| SUPPLIED PASSAGE |
Why Politicians Lie About Everything
The Megan McArdle–Ezra Klein–Megan McArdle (again)-Matt Yglesias debate as to the honesty of the Bush administration’s sale of the first term tax cut is interesting on a number of levels and I commend it to you.
While Matt and Ezra are right to be exasperated by the notion that tax cuts come with no trade-offs and are therefore wonderful no matter the economic circumstances, Megan is right on the larger point:
The Bush administration was not cutting taxes out of crackpot supply-sidism; it was cutting taxes because it wanted to cut taxes, and making extravagantly exaggerated claims about the benefits of its policies. This is not exactly surprising or novel behavior for a presidential administration. . . .
Indeed. With incredibly rare exceptions, presidents are not policy wonks. They propose policies that have emerged through the staffing process for a variety of reasons: getting re-elected, satisfying the base, ideological predisposition, and the good of the country (a list one hopes isn’t mutually exclusive) being the most obvious. They then sell them on the basis of talking points designed to be most effective, glossing over inconvenient facts.
Matt’s notion that only Republicans do this is rather strained.
If Hillary Clinton got up at the next presidential debate and said “I believe a policy of ‘Medicare for all’ could save enough money to pay for a universal preschool program and more generous Social Security benefits,” Barack Obama would say she was out of her mind, major liberal commentators would agree, and if she started angrily defending the claim against all comers it would be big trouble for her campaign. By contrast, were Mitt Romney to attack John McCain’s embrace of supply-side dogma, that would swiftly destroy Romney‘s campaign as all the major institutions of the right moved to expel him from the movement.
Democratic candidates cling to party dogma all the time, pretending that raising the minimum wage, empowering labor unions, nationalizing health care, and sticking it to the rich have no real negative consequences. Presumably, they do this because they think those policies are, in the main, very beneficial and a lot of caveats weakens the message in an age of sound byte politics.

| SOURCE MATERIAL |
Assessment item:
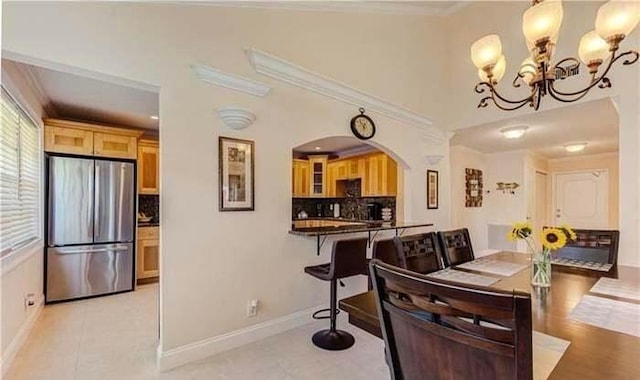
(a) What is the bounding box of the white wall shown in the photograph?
[449,145,489,251]
[0,62,44,377]
[2,3,449,370]
[449,146,529,252]
[447,1,640,266]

| WORK INSTRUCTION 1 |
Rewrite the stretch of the post from "Why Politicians Lie" through "commend it to you.", putting "exchange" in place of "debate".
| WORK INSTRUCTION 2 |
In the post, what reasons are listed for why presidents propose the policies that emerge through the staffing process?

| EXPECTED OUTPUT 1 |
Why Politicians Lie About Everything
The Megan McArdle–Ezra Klein–Megan McArdle (again)-Matt Yglesias exchange as to the honesty of the Bush administration’s sale of the first term tax cut is interesting on a number of levels and I commend it to you.

| EXPECTED OUTPUT 2 |
Getting re-elected, satisfying the base, ideological predisposition, and the good of the country.